**** DATA RECORDS
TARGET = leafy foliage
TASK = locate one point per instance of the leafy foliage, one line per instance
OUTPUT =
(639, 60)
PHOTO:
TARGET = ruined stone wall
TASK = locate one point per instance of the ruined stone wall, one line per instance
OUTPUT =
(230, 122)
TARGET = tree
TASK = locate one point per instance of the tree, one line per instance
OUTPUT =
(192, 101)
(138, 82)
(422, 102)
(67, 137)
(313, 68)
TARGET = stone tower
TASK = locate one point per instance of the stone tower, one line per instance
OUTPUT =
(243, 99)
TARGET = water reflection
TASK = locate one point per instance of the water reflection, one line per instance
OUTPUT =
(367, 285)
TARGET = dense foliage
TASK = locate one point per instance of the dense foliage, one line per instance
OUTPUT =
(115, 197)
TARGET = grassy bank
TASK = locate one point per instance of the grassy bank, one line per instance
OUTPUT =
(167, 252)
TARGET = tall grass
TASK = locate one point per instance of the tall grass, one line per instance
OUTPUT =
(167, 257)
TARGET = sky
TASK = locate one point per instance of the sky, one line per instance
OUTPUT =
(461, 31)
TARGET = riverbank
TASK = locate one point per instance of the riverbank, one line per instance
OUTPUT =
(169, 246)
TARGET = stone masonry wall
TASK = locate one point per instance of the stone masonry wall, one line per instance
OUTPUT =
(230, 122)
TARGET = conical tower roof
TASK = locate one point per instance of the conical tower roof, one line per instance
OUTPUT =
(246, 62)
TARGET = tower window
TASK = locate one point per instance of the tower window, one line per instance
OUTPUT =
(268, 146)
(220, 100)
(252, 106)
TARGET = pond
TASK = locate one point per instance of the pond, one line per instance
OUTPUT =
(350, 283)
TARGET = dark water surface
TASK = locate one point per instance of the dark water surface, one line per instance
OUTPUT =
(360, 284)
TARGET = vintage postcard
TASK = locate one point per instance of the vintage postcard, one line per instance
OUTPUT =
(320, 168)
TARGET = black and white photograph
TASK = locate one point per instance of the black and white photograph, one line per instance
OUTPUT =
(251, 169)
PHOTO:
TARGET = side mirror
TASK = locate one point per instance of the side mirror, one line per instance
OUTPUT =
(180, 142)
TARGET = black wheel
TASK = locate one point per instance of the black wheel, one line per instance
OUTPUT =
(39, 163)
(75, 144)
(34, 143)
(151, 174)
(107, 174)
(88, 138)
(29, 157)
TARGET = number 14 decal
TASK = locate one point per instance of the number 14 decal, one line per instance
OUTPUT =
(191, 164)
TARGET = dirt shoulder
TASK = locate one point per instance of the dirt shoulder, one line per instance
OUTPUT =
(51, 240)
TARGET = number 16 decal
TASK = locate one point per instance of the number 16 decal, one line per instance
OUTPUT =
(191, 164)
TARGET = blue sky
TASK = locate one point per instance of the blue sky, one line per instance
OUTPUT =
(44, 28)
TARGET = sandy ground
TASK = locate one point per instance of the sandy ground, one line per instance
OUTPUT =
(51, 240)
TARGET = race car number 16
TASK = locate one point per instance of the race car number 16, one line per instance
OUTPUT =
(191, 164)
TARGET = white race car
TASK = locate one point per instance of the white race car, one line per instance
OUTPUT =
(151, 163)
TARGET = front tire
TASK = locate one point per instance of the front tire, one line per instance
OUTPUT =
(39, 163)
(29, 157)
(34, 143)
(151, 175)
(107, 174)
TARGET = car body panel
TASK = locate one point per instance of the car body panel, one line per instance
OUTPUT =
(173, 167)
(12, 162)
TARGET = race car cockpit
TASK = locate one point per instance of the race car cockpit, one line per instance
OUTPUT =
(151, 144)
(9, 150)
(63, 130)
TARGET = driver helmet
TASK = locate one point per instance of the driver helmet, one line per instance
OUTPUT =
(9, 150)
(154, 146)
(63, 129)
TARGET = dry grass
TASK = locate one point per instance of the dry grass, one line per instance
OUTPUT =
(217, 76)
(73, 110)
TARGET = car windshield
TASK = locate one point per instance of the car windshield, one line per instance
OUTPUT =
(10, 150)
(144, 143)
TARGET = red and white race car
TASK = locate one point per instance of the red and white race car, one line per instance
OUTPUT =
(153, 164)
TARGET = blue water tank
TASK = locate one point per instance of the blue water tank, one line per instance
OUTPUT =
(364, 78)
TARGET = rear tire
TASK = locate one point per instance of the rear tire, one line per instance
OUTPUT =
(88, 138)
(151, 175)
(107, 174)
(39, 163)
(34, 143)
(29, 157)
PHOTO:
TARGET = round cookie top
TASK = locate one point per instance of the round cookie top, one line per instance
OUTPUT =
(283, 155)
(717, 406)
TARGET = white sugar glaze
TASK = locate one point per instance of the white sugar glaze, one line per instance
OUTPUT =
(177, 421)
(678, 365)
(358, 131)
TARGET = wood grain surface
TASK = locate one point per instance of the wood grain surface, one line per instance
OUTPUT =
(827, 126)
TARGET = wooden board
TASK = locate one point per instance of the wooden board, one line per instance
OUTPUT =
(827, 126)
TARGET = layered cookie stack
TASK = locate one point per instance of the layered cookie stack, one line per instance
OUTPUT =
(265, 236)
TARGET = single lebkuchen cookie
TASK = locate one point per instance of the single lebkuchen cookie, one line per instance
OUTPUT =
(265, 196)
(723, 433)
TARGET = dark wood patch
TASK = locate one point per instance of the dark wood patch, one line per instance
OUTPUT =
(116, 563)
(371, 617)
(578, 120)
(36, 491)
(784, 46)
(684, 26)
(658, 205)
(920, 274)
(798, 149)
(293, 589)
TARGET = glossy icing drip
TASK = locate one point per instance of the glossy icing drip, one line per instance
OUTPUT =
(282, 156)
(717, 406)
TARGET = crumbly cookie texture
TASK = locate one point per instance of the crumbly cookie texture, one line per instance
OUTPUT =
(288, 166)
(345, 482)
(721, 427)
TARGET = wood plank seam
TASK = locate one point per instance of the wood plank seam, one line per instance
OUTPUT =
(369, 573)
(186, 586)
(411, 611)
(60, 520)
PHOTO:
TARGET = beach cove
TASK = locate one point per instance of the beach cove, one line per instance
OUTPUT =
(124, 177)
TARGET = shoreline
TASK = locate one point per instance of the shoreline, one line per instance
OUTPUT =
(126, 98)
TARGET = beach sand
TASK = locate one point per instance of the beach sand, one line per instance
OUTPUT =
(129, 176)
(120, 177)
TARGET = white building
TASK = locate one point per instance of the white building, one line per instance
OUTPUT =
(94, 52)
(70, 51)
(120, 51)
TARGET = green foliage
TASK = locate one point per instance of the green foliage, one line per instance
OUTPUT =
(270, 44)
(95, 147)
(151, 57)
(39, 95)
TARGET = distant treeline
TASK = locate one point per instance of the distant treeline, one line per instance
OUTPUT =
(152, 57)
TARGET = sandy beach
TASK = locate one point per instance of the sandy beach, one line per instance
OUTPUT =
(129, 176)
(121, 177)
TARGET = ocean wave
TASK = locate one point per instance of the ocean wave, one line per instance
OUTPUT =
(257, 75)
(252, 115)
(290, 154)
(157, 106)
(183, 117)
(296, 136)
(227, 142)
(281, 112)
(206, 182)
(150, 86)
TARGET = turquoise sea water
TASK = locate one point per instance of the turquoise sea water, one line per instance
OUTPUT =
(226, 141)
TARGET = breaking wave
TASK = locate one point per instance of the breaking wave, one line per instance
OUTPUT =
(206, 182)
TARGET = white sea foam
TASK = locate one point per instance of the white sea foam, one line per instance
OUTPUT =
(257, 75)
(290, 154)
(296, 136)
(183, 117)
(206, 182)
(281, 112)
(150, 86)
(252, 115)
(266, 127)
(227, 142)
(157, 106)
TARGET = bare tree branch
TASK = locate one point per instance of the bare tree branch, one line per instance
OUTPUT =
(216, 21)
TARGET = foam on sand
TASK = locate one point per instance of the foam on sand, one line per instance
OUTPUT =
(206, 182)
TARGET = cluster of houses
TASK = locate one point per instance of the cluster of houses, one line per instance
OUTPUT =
********
Reproduce only the lines running from the one that contains "TARGET = sandy beach" to the last line of the records.

REPLY TO THE EXERCISE —
TARGET = sandy beach
TASK = locate one point per instance of the sandy beach, one line per instance
OUTPUT =
(129, 176)
(121, 177)
TARGET = ocean wave
TASK = locate one point per instance of the ocean wave, one line per instance
OUTPUT =
(257, 75)
(252, 115)
(290, 154)
(157, 106)
(183, 117)
(296, 136)
(227, 142)
(281, 112)
(206, 182)
(150, 86)
TARGET = turquoise sea water
TASK = locate one point per instance of the turquoise sea water, one line per instance
OUTPUT =
(226, 141)
TARGET = breaking wave
TASK = locate one point per instance of the breaking wave, one line per instance
OUTPUT =
(206, 182)
TARGET = white sea foam
TASK = locate one point per instance of the white sea foam, one line per instance
OUTPUT =
(257, 75)
(290, 154)
(296, 136)
(183, 117)
(206, 182)
(281, 112)
(150, 86)
(252, 115)
(266, 127)
(227, 142)
(157, 106)
TARGET = bare tree branch
TASK = locate one point per instance of the bare tree branch, one line per instance
OUTPUT =
(216, 21)
TARGET = foam on sand
TASK = locate one point per instance of the foam on sand, one line per instance
OUTPUT =
(206, 182)
TARGET = cluster of houses
TASK = locate one point per instance of the cluster of houses, one line per instance
OUTPUT =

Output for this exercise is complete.